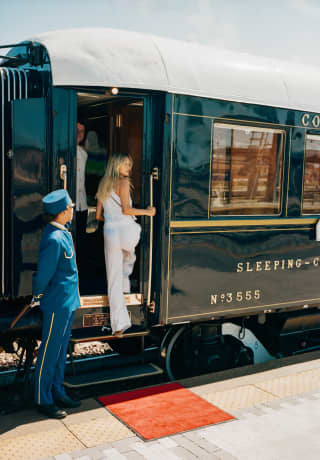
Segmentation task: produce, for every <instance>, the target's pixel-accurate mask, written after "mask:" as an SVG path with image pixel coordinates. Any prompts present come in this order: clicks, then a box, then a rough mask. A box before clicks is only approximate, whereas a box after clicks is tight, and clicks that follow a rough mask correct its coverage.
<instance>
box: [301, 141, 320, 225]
mask: <svg viewBox="0 0 320 460" xmlns="http://www.w3.org/2000/svg"><path fill="white" fill-rule="evenodd" d="M308 139H311V140H312V139H316V140H319V142H320V133H319V134H311V133H310V132H306V133H305V136H304V146H303V174H302V183H301V188H302V191H301V216H318V215H319V214H320V210H319V212H318V213H317V212H304V211H303V201H304V191H305V189H304V179H305V175H306V157H307V148H306V147H307V140H308Z"/></svg>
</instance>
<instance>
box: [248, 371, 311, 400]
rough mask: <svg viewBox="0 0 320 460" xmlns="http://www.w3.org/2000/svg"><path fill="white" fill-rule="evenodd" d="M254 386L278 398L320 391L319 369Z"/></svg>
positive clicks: (258, 383)
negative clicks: (257, 387) (266, 391)
mask: <svg viewBox="0 0 320 460" xmlns="http://www.w3.org/2000/svg"><path fill="white" fill-rule="evenodd" d="M255 385H256V386H257V387H259V388H261V389H262V390H264V391H268V392H269V393H272V394H273V395H275V396H278V397H280V398H285V397H288V396H294V395H297V394H300V393H307V392H310V391H314V390H319V389H320V369H311V370H309V371H305V372H300V373H298V374H294V375H288V376H286V377H279V378H277V379H272V380H267V381H265V382H261V383H256V384H255Z"/></svg>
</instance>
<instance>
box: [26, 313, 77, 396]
mask: <svg viewBox="0 0 320 460" xmlns="http://www.w3.org/2000/svg"><path fill="white" fill-rule="evenodd" d="M42 313H43V320H42V321H43V323H42V341H41V345H40V349H39V353H38V357H37V364H36V370H35V402H36V404H53V403H54V399H63V398H64V397H65V396H66V391H65V388H64V386H63V385H62V383H63V380H64V369H65V364H66V356H67V351H68V344H69V339H70V334H71V329H72V323H73V318H74V315H75V311H70V310H68V309H66V308H61V309H60V310H58V311H56V312H54V313H52V312H46V311H45V310H43V312H42Z"/></svg>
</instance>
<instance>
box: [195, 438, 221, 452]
mask: <svg viewBox="0 0 320 460" xmlns="http://www.w3.org/2000/svg"><path fill="white" fill-rule="evenodd" d="M195 444H197V446H199V447H201V448H202V449H204V450H205V451H206V452H209V453H213V452H216V451H217V450H219V447H218V446H216V445H215V444H213V443H211V442H209V441H208V440H207V439H203V438H199V441H195Z"/></svg>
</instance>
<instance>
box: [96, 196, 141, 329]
mask: <svg viewBox="0 0 320 460" xmlns="http://www.w3.org/2000/svg"><path fill="white" fill-rule="evenodd" d="M130 204H131V199H130ZM102 205H103V210H104V219H105V223H104V254H105V261H106V271H107V280H108V297H109V305H110V317H111V328H112V332H113V333H114V332H116V331H120V330H123V331H124V330H126V329H128V328H129V327H130V326H131V321H130V318H129V314H128V310H127V307H126V304H125V297H124V295H123V293H128V292H130V280H129V276H130V275H131V273H132V271H133V266H134V262H135V260H136V256H135V252H134V251H135V247H136V246H137V244H138V243H139V239H140V232H141V227H140V225H139V224H137V223H136V221H135V217H134V216H126V215H124V214H123V213H122V208H121V201H120V198H119V196H118V195H117V194H116V193H115V192H112V193H111V195H110V196H109V197H108V198H107V199H106V200H105V201H104V202H103V203H102Z"/></svg>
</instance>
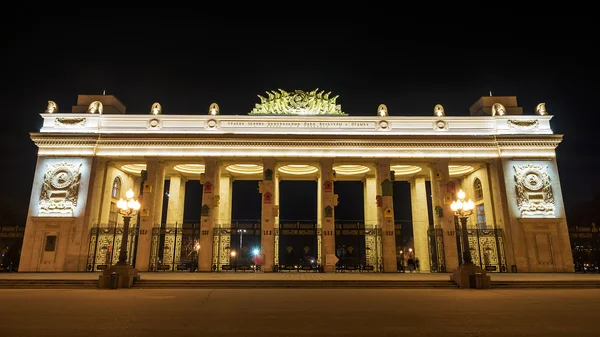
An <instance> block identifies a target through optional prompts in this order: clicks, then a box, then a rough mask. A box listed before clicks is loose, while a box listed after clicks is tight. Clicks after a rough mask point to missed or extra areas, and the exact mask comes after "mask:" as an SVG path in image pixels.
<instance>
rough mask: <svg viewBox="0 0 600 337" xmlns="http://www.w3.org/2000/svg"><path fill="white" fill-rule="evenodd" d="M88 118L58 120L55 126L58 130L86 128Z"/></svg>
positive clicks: (60, 118)
mask: <svg viewBox="0 0 600 337" xmlns="http://www.w3.org/2000/svg"><path fill="white" fill-rule="evenodd" d="M85 122H86V118H83V117H80V118H56V119H55V120H54V125H55V126H56V127H57V128H79V127H84V126H85Z"/></svg>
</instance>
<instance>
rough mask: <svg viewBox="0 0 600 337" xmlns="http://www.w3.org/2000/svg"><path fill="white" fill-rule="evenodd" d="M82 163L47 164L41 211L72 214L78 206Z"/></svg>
mask: <svg viewBox="0 0 600 337" xmlns="http://www.w3.org/2000/svg"><path fill="white" fill-rule="evenodd" d="M80 170H81V164H74V163H68V162H61V163H58V164H54V165H47V168H46V173H45V174H44V182H43V183H42V190H41V192H40V199H39V207H40V212H41V213H59V214H68V215H70V214H72V213H73V209H74V208H75V206H77V196H78V193H79V180H80V178H81V172H80Z"/></svg>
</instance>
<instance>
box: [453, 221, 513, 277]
mask: <svg viewBox="0 0 600 337" xmlns="http://www.w3.org/2000/svg"><path fill="white" fill-rule="evenodd" d="M467 233H468V236H469V250H470V251H471V258H472V260H473V263H474V264H476V265H478V266H479V267H480V268H482V269H485V270H486V271H487V272H507V267H506V255H505V252H504V232H503V230H502V229H500V228H490V229H487V228H467ZM458 236H459V244H458V252H459V257H461V256H462V247H463V244H462V235H458ZM461 263H462V262H461Z"/></svg>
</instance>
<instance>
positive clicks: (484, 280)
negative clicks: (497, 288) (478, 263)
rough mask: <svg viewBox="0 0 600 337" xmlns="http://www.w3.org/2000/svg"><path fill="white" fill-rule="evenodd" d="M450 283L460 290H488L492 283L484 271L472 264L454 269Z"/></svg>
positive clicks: (450, 275) (489, 277) (486, 273)
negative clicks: (455, 284)
mask: <svg viewBox="0 0 600 337" xmlns="http://www.w3.org/2000/svg"><path fill="white" fill-rule="evenodd" d="M450 281H453V282H454V283H456V285H458V287H459V288H461V289H468V288H472V289H489V288H490V287H491V283H492V282H491V280H490V277H489V276H488V275H487V273H486V271H485V270H483V269H481V268H480V267H478V266H476V265H474V264H473V263H466V264H462V265H460V266H459V267H458V268H456V269H454V271H453V272H452V275H450Z"/></svg>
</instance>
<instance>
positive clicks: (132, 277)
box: [98, 264, 139, 289]
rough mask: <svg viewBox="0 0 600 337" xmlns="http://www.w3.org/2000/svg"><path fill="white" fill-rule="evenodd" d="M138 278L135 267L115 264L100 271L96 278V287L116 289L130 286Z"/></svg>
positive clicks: (136, 270)
mask: <svg viewBox="0 0 600 337" xmlns="http://www.w3.org/2000/svg"><path fill="white" fill-rule="evenodd" d="M138 279H139V276H138V273H137V269H135V268H133V267H132V266H130V265H128V264H125V265H119V264H116V265H114V266H112V267H110V268H108V269H104V270H103V271H102V275H100V277H99V279H98V288H100V289H118V288H131V287H133V282H135V281H137V280H138Z"/></svg>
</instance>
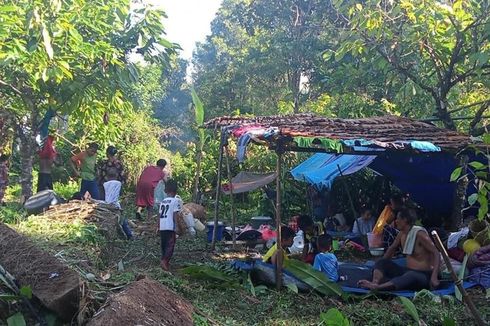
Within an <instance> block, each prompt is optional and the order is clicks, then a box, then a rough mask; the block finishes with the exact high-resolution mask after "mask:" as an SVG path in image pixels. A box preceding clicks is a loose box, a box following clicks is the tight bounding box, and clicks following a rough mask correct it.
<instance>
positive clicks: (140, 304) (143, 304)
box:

::::::::

Problem statement: Please repeat the records above, starting at the beginning and ending with the line that contains "positive clicks: (258, 383)", with "rough mask" changed to "coarse mask" and nothing else altered. Leave out the pictures.

Result for this task:
Segmentation task: produce, for every <instance>, the target's pixel-accurate mask, written after "mask:" as an SVG path with image pixel coordinates. Any prompts present come in this order: clicks, then a box, then a coarse mask. A box before clicks is only approximate, whereas a box after clicks is tight, and clicks that follow a coarse mask correct its coverage.
<instance>
box: [301, 141, 320, 225]
mask: <svg viewBox="0 0 320 460" xmlns="http://www.w3.org/2000/svg"><path fill="white" fill-rule="evenodd" d="M308 139H311V140H312V139H316V140H319V142H320V133H319V134H311V133H310V132H306V133H305V136H304V146H303V174H302V183H301V188H302V191H301V216H318V215H319V214H320V210H319V212H318V213H317V212H304V211H303V201H304V191H305V189H304V179H305V175H306V157H307V148H306V147H307V140H308Z"/></svg>
</instance>
<instance>
box: [248, 371, 311, 400]
coarse mask: <svg viewBox="0 0 320 460" xmlns="http://www.w3.org/2000/svg"><path fill="white" fill-rule="evenodd" d="M254 386L278 398L320 391L319 369Z"/></svg>
positive clicks: (258, 383)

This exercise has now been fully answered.